PROBLEM REQUIREMENTS -
Each line from the one containing "shrub shown in the photo above." through the end of the entries below should be transcribed exactly, and no other line.

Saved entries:
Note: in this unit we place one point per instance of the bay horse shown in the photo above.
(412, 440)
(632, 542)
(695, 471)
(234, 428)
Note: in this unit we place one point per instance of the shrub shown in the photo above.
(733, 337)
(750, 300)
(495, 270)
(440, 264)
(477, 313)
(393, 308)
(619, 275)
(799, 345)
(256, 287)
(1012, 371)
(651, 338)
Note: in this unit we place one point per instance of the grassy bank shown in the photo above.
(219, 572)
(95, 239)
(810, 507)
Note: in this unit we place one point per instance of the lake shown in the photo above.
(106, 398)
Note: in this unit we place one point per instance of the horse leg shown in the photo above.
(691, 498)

WRITTEN SOLUTION -
Note: in this unit we place one point per instance of the shrub shown in the photo above.
(733, 337)
(750, 300)
(495, 270)
(440, 264)
(477, 313)
(393, 308)
(619, 275)
(799, 345)
(256, 287)
(1012, 371)
(651, 338)
Note: in this unit we place one point per instance of the grassy bank shown in the photo above.
(219, 572)
(95, 239)
(810, 507)
Note: in this unit we place one point per instance of the lake shown in the photo above.
(106, 398)
Note: in this unit we place one point per instance of the horse leg shown in the photo above.
(691, 498)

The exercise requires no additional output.